▼

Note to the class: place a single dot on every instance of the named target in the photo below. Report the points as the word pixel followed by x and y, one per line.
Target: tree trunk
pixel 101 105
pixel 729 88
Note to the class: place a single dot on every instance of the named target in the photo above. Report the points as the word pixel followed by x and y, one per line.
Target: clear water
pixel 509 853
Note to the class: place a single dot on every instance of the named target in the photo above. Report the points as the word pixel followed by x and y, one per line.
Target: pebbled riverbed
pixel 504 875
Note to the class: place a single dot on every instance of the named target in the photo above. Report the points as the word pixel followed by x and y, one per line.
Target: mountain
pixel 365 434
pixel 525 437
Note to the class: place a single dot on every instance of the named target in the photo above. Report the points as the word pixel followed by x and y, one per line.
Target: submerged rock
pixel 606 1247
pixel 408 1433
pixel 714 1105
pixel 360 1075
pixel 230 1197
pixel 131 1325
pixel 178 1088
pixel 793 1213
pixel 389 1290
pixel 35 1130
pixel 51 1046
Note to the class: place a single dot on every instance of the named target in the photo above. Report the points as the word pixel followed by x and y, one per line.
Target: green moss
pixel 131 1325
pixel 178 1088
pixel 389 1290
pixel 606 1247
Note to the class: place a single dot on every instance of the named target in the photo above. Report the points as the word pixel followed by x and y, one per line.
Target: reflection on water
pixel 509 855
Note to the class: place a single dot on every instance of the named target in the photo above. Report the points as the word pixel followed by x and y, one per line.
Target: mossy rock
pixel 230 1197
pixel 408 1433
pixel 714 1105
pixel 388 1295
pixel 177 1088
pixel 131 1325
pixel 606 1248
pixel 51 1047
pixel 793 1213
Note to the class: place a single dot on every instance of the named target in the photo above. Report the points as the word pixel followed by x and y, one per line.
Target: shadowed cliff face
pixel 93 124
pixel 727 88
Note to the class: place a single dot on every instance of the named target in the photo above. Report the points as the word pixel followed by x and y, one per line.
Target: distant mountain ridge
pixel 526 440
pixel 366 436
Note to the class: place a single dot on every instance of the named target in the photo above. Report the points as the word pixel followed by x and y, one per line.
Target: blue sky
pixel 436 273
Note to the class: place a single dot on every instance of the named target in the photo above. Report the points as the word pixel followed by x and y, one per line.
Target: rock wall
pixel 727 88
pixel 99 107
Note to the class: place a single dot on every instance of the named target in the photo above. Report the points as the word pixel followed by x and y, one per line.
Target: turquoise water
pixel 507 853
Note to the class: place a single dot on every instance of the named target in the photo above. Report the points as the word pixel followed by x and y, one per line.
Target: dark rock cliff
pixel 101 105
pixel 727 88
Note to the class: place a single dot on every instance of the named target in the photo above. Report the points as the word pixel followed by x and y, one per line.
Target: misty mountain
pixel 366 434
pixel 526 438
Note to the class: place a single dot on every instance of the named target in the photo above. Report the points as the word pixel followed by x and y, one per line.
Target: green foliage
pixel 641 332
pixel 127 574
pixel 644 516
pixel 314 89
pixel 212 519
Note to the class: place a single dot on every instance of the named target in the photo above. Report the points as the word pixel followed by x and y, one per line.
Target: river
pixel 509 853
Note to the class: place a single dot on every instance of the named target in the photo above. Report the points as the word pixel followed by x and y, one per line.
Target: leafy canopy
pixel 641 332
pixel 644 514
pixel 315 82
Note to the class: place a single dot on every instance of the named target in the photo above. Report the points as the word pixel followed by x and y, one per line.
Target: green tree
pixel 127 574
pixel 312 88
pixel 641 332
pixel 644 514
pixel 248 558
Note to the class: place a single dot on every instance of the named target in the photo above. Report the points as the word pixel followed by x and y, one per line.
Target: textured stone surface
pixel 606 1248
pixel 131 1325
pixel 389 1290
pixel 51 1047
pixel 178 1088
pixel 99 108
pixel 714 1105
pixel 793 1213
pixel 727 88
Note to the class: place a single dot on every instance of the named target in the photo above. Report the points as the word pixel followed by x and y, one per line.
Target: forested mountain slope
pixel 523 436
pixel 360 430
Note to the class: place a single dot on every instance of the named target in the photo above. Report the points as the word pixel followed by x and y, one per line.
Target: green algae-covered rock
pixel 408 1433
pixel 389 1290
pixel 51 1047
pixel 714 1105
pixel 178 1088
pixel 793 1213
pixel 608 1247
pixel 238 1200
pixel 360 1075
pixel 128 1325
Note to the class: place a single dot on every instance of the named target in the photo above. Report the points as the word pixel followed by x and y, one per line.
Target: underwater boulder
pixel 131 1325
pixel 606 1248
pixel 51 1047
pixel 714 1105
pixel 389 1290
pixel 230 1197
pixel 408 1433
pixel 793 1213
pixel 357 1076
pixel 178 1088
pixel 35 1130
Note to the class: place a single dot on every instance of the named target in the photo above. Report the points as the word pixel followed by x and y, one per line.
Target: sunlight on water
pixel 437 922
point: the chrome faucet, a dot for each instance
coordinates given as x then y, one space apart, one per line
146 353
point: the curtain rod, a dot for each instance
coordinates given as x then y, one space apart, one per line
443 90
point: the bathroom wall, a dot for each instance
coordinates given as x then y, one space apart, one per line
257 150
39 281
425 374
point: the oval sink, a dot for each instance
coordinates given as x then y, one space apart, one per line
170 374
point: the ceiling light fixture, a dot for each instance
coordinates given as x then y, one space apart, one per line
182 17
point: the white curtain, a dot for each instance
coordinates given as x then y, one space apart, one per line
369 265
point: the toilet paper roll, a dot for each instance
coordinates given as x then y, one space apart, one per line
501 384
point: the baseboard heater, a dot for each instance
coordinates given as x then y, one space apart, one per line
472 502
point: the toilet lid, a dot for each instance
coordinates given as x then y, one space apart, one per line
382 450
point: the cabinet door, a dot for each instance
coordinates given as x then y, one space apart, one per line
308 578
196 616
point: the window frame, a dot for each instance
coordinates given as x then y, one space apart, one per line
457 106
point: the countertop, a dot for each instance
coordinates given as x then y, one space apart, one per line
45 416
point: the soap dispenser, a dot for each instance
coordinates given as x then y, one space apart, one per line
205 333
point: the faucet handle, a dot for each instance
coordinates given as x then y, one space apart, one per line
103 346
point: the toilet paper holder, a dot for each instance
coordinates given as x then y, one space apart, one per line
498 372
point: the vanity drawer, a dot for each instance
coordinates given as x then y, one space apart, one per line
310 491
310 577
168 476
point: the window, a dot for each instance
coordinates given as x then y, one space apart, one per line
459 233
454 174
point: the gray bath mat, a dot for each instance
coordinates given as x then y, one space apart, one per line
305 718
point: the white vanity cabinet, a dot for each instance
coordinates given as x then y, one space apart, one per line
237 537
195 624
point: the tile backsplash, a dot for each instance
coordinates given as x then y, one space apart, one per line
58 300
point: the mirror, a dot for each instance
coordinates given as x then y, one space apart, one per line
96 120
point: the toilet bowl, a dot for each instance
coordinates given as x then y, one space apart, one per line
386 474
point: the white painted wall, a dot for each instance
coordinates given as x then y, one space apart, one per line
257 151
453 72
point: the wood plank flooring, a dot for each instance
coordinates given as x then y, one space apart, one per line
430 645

▲

* INSTRUCTIONS TO FOLLOW *
In your answer, repeat each line of the material word for word.

* RESPONSE TO THE EXERCISE *
Note to the class: place a single dot on every instance of the named target in the photo below. Report the points as the word pixel followed by x and y, one per line.
Target: tree trunk
pixel 101 105
pixel 729 88
Note to the class: place a single dot on every instance of the named target in the photo above. Report the points as the word pixel followed by x and y, one per line.
Target: clear water
pixel 509 853
Note to the class: place a single dot on every instance of the named target in the photo above. Report the points as the word pixel followed by x and y, one per line.
Target: pebbled riverbed
pixel 504 875
Note to the class: place a single dot on every instance of the named target in the photo above. Report the points as the word pixel followed by x and y, one per line.
Target: mountain
pixel 365 434
pixel 525 437
Note to the class: place a single dot on every instance of the named target in the photo above. Report the points as the word pixel followed by x and y, one per line.
Target: submerged rock
pixel 606 1247
pixel 408 1433
pixel 714 1105
pixel 360 1075
pixel 230 1197
pixel 131 1325
pixel 178 1088
pixel 793 1213
pixel 389 1290
pixel 35 1130
pixel 51 1046
Note to the class: place a single dot on every instance of the named target in the photo above. Report the points as the word pixel followed by x and y, one per line.
Target: green moss
pixel 131 1325
pixel 178 1088
pixel 389 1290
pixel 606 1247
Note to the class: place a single dot on every instance of the named target in the photo above. Report the points as the word pixel followed by x and y, one per line.
Target: reflection on water
pixel 509 855
Note to the class: place a single dot on every instance of the named target in the photo above. Report the points as the word pixel followed by x and y, one per line.
Target: mossy rock
pixel 230 1197
pixel 408 1433
pixel 714 1105
pixel 388 1295
pixel 177 1088
pixel 131 1325
pixel 606 1248
pixel 51 1047
pixel 793 1213
Note to the class: place a single dot on every instance of the named target in the photo above. Report the points as the word pixel followed by x and y, one per line.
Target: shadowed cliff face
pixel 93 124
pixel 727 88
Note to the class: place a single dot on every instance of the named target in the photo above. Report the points as the word pixel followed by x and y, one per line.
Target: distant mountain ridge
pixel 526 440
pixel 366 436
Note to the class: place a single dot on every instance of the named target in the photo above. Report the points as the word pixel followed by x and y, one per line.
Target: blue sky
pixel 436 273
Note to the class: place a single dot on every instance of the named target in the photo above. Report the points as the word pixel followed by x and y, one per line.
Target: rock wall
pixel 727 88
pixel 99 107
Note to the class: place a single dot on every instance of the named target in the photo above. Report the points as the word pixel followed by x and y, one per line.
Target: turquoise water
pixel 507 853
Note to the class: place a single dot on every instance of the named target in the photo above. Report the points as the word pixel followed by x and y, one per line.
Target: dark rock cliff
pixel 101 105
pixel 727 88
Note to the class: place a single dot on every instance of the named target in the photo above. Report the points as the word pixel followed by x and y, one per line.
Target: misty mountain
pixel 366 434
pixel 526 438
Note to the class: place a single dot on every instance of the named target in the photo above. Report the points as the word pixel followed by x and y, one per line.
Target: green foliage
pixel 641 332
pixel 127 574
pixel 644 516
pixel 314 89
pixel 212 519
Note to the class: place a single dot on every instance of the named target in the photo above. Report the points as the word pixel followed by x and y, one per line.
Target: river
pixel 509 853
Note to the class: place a single dot on every instance of the named target in the photo above. Report the points as the word pixel followed by x and y, one per line.
Target: leafy canopy
pixel 641 332
pixel 644 514
pixel 315 82
Note to the class: place a single dot on every instance of the named target in the photo above. Report the points as the word pixel followed by x and y, one per line.
Target: green tree
pixel 127 574
pixel 312 88
pixel 641 332
pixel 644 514
pixel 248 558
Note to the class: place a single dot on every instance of the named target in the photo above. Report the points as the word pixel followed by x and y, one per line.
Target: textured stone surface
pixel 606 1248
pixel 131 1325
pixel 389 1290
pixel 51 1047
pixel 178 1088
pixel 99 108
pixel 714 1105
pixel 793 1213
pixel 727 88
Note to the class: place a single dot on every instance of the named target in the photo above. Report the points as the word pixel followed by x and y, one per line.
Target: forested mountain slope
pixel 523 436
pixel 360 430
Note to the class: place a single dot on every instance of the named target in the photo above. Report the points as the word pixel followed by x and y, one per line.
Target: green algae-covered rock
pixel 408 1433
pixel 389 1290
pixel 51 1047
pixel 714 1105
pixel 178 1088
pixel 793 1213
pixel 608 1247
pixel 238 1200
pixel 360 1075
pixel 128 1325
Note to the class: place a single dot on every instance of the named target in the photo above. Report the points as the word pixel followed by x and y, one per line.
Target: underwater boulder
pixel 131 1325
pixel 606 1248
pixel 51 1047
pixel 714 1105
pixel 389 1290
pixel 230 1197
pixel 408 1433
pixel 793 1213
pixel 357 1076
pixel 178 1088
pixel 35 1130
Note to the class: place a single dot on every instance of the named target in the photo above. Report the points as the word pixel followed by x and y, one per line.
Target: sunlight on water
pixel 437 922
point: the chrome faucet, a dot for each instance
coordinates given as x then y, one space apart, one per line
146 353
point: the curtain rod, a dot for each instance
coordinates given as x then y, one space apart, one per line
443 90
point: the bathroom wall, a dot for each instance
coordinates given as x then y, one space apart, one per line
257 150
39 281
425 374
point: the oval sink, a dot for each instance
coordinates given as x then y, one space apart, one per line
170 374
point: the ceiling light fixture, a dot for each instance
coordinates given as x then y, one space apart, one per line
182 17
point: the white curtain, a dot for each instance
coordinates given as x then y, one space apart, one per line
369 265
point: the toilet paper roll, a dot for each instance
coordinates given as x then y, one space apart, one per line
501 384
point: the baseboard heater, a dot for each instance
coordinates given as x then y, one space apart, one per line
472 502
point: the toilet lid, a dot for each instance
coordinates given as x then y, one space apart, one per line
382 450
point: the cabinet door, a dot for each instance
coordinates given as x then y, one space apart, one per line
308 578
196 616
point: the window frame, a dot for each instance
coordinates given as x then y, one space apart, one per line
457 106
point: the countertop, a dot for each instance
coordinates given as x then y, one space apart, one per line
45 416
point: the soap dispenser, a dot for each instance
coordinates given as x then y, one space apart, one per line
205 333
point: the faucet handle, a dot for each instance
coordinates given as x then y, one space apart, one per line
103 346
point: the toilet paper holder, a dot for each instance
coordinates given as x then y, one space apart, one per line
498 372
point: the vanity drawer, a dot for each instance
coordinates given as x then y, one space apart, one per line
310 491
310 577
168 476
point: the window, a dot for each instance
coordinates given as x then y, one space apart, one per line
459 233
454 174
point: the gray bath mat, a dot for each instance
coordinates given as x then y, one space apart, one per line
305 718
point: the white vanity cabinet, a dot for each instance
coordinates given as x then y, one space apart, one per line
237 537
195 624
point: the tile backsplash, a dot for each instance
coordinates given as x then y, one space apart, one per line
58 300
point: the mirror, a dot for each instance
coordinates given as x then y, one space apart, one per line
96 120
point: the toilet bowl, a dot for each instance
coordinates given as x then y, one space apart, one per line
386 474
point: the white painted wall, a dot for each instance
coordinates given as x then y, one space apart, one per line
257 151
453 72
point: the wood plank flooring, a dot for each instance
coordinates given as x then y, one space apart, one per line
430 645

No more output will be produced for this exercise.